[Start of Records for processing]
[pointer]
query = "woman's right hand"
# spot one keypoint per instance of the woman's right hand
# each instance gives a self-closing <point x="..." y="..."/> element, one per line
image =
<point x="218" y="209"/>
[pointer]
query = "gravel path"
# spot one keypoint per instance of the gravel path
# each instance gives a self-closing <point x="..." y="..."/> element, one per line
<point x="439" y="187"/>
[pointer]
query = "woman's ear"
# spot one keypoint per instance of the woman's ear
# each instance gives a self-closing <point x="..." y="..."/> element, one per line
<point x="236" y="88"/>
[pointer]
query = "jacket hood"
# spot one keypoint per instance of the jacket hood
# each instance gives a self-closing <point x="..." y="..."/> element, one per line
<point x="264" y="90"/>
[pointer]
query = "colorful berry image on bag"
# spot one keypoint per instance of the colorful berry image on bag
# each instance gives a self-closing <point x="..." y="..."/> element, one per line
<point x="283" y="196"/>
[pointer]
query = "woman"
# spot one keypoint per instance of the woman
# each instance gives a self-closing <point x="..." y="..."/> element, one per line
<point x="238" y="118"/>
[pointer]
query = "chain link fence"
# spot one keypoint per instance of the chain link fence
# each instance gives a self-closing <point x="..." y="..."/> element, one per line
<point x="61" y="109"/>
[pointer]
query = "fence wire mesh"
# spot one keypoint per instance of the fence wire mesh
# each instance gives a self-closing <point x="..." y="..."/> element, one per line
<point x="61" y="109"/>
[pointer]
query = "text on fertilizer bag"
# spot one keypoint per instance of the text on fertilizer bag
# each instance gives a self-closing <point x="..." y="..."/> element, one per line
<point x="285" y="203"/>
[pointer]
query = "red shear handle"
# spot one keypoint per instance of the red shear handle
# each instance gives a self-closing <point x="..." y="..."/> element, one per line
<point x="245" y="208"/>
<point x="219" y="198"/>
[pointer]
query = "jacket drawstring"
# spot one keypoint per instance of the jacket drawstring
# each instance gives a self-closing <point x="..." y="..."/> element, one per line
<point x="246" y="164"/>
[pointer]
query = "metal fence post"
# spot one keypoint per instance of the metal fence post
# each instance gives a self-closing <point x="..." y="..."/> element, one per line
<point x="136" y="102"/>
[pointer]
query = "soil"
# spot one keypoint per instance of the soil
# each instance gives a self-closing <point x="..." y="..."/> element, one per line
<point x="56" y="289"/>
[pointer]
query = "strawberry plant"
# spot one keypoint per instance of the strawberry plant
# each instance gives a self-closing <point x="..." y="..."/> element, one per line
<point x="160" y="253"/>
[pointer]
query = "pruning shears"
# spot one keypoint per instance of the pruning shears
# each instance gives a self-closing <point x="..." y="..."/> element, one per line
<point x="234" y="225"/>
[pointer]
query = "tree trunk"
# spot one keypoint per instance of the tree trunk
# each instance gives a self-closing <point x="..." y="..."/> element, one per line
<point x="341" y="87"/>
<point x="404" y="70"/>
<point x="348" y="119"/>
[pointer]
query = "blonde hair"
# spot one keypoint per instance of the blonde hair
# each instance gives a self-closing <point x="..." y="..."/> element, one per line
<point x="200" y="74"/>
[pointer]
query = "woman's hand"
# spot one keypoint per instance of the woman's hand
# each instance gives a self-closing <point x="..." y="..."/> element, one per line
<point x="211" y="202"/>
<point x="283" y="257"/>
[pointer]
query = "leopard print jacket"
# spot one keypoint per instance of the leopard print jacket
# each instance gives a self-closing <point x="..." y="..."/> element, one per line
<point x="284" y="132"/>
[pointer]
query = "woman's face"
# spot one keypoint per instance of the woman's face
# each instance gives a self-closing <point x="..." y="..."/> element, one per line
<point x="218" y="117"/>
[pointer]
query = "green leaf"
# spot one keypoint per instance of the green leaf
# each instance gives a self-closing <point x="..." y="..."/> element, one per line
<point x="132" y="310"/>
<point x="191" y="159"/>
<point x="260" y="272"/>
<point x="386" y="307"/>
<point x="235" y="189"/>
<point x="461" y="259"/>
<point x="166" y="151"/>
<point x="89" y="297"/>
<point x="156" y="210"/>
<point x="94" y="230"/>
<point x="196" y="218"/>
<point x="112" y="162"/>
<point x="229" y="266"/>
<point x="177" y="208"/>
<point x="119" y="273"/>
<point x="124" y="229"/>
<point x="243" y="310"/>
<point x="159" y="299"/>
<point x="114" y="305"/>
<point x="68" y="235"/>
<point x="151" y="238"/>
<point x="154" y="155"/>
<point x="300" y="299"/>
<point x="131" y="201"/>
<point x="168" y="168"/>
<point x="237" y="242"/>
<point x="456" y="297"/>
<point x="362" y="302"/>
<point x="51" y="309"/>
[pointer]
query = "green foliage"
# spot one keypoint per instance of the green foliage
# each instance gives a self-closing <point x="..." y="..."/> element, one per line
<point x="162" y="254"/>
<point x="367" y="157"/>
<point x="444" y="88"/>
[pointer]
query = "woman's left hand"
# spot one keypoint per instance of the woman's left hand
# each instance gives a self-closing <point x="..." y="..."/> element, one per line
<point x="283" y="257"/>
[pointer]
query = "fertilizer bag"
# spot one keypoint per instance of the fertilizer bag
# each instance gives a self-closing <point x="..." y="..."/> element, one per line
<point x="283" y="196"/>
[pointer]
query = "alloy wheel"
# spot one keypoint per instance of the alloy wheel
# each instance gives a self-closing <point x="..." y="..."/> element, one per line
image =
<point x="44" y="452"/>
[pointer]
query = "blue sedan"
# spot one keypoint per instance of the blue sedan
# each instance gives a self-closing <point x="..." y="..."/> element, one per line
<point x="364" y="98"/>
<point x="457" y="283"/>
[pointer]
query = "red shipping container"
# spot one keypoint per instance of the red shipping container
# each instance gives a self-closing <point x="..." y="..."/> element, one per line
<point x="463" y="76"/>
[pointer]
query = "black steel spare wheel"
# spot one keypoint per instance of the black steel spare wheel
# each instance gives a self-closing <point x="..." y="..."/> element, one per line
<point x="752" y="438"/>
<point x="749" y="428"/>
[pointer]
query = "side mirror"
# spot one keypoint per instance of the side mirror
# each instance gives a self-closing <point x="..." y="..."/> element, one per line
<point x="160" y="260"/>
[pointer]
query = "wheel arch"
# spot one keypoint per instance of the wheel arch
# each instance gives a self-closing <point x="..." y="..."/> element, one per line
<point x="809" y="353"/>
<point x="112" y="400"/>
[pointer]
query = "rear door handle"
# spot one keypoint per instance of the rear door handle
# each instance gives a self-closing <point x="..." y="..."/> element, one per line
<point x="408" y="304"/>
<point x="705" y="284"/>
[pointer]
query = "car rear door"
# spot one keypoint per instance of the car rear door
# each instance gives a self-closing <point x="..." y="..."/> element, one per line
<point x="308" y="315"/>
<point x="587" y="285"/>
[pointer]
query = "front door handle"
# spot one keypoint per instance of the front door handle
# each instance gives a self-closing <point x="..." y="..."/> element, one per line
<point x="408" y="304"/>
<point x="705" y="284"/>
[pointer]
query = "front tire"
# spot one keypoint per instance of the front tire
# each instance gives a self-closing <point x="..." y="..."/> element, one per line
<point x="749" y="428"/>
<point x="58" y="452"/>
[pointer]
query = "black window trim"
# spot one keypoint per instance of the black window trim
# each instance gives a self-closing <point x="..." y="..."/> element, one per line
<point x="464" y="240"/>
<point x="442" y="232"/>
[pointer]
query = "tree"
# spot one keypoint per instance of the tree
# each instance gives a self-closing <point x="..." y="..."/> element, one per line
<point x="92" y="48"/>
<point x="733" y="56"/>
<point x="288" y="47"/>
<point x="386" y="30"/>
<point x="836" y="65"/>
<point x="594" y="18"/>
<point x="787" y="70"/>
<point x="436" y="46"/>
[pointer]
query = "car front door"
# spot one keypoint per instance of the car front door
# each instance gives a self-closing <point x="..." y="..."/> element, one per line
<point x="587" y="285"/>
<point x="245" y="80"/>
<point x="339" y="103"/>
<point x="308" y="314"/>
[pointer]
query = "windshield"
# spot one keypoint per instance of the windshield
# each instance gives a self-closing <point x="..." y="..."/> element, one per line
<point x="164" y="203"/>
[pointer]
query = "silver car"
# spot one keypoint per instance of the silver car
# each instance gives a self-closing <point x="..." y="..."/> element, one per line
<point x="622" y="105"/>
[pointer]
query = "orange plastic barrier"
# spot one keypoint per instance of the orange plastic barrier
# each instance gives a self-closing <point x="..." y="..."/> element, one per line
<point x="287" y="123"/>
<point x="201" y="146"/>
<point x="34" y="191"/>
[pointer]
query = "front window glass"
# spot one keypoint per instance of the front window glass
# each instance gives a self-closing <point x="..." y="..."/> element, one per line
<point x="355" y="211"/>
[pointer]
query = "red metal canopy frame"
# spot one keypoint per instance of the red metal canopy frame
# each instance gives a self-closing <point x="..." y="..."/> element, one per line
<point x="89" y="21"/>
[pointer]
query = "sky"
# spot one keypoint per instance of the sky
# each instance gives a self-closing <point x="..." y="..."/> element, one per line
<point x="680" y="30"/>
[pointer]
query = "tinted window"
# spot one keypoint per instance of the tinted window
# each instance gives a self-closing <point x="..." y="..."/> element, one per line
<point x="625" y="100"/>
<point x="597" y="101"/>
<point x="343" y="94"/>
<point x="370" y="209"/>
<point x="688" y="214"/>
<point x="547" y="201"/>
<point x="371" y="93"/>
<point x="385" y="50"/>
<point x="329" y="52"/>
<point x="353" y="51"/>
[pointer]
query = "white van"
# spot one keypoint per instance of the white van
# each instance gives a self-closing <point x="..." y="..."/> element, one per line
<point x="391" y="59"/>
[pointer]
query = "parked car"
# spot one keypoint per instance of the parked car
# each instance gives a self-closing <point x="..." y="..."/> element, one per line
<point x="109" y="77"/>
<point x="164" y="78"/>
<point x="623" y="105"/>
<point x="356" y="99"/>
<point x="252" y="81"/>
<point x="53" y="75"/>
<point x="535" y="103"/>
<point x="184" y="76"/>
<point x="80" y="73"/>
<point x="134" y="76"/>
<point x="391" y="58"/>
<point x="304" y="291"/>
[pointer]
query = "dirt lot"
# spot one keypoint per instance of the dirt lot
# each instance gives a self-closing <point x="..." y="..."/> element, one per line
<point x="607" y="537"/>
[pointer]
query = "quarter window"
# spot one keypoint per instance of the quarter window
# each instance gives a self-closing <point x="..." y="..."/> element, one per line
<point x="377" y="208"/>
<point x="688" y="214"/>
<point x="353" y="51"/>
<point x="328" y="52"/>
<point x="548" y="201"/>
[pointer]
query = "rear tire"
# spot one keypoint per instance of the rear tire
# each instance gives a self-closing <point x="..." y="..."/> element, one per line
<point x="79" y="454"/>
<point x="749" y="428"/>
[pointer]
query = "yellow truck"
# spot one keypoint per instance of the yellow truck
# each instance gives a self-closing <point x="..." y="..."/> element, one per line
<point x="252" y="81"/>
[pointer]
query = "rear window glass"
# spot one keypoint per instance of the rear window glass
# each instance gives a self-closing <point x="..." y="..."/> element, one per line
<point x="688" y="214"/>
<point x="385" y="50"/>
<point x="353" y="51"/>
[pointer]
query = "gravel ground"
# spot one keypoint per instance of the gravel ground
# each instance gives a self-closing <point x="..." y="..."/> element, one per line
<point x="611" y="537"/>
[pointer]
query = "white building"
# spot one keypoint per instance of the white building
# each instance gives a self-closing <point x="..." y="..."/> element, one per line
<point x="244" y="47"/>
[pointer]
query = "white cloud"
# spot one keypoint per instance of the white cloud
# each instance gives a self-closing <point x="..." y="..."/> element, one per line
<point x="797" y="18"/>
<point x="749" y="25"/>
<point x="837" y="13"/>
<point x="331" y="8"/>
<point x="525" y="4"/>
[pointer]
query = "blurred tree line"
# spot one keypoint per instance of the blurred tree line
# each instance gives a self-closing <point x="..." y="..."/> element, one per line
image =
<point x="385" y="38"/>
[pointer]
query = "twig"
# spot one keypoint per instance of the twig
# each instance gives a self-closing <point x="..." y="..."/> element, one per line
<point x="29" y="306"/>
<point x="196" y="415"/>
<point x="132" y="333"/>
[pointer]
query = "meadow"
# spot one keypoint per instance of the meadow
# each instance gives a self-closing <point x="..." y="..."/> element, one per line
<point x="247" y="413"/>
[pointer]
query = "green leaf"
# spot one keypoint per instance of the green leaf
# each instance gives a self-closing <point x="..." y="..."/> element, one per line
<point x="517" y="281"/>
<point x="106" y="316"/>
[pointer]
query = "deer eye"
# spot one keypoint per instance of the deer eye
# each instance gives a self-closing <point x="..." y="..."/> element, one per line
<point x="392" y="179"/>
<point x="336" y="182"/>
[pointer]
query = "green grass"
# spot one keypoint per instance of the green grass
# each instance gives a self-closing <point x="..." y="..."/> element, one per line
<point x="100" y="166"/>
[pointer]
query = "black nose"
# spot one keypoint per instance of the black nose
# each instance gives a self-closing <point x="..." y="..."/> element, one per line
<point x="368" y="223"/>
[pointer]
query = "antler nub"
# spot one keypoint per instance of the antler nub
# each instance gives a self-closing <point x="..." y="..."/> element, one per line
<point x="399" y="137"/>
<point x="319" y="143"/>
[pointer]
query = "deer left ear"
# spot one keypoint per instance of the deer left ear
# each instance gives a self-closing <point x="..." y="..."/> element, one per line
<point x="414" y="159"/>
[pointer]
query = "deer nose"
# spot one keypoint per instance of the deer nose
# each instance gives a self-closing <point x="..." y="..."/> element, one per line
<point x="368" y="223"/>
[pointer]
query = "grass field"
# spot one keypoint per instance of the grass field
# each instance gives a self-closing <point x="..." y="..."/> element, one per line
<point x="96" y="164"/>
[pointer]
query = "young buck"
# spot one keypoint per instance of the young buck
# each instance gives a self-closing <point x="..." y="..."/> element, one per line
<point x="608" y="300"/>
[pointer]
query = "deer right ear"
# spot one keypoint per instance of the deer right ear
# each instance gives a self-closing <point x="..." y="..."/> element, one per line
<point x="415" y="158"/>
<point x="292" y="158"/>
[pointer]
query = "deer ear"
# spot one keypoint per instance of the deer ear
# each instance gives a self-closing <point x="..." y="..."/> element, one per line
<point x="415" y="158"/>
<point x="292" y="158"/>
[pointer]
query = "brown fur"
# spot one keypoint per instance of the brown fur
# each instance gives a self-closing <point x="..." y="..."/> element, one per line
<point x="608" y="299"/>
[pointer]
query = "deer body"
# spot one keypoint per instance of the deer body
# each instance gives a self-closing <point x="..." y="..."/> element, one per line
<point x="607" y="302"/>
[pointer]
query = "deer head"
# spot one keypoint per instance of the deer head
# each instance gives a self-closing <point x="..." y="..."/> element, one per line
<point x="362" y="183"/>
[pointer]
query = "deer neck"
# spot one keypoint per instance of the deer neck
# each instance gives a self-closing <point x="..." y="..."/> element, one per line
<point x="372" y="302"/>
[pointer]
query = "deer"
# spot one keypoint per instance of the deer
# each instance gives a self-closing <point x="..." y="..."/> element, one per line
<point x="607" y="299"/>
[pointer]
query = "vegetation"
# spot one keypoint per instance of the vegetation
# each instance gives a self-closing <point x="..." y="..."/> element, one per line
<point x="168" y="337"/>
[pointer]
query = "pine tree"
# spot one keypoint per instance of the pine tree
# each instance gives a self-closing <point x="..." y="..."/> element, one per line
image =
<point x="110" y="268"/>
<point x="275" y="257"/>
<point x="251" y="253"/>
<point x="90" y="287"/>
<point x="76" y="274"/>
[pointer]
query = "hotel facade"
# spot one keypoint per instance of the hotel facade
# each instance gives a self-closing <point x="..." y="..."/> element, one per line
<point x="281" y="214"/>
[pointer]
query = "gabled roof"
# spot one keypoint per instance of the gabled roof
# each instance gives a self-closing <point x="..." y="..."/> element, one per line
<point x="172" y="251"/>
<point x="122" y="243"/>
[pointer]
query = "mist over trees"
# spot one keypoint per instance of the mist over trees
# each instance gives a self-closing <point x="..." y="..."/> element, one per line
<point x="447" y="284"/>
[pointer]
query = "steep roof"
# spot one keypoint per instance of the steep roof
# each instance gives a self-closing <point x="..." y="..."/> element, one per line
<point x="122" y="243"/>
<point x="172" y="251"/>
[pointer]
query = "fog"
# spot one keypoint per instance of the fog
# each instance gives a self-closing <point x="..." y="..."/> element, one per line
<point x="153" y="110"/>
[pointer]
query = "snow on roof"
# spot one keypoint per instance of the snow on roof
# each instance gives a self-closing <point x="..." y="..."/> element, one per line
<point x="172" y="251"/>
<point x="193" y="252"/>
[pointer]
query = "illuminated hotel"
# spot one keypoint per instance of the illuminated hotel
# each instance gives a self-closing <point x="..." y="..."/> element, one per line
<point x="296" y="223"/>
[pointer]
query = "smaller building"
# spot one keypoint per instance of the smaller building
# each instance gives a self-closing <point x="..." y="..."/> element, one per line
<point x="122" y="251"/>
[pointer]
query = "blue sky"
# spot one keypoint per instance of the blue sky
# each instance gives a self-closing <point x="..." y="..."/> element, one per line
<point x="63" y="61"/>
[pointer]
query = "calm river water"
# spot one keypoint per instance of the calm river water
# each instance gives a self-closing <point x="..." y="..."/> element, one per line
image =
[End of Records for processing]
# [Directions]
Count the lines in the material above that contain the word "barrier". Give only the number.

# [Worked answer]
2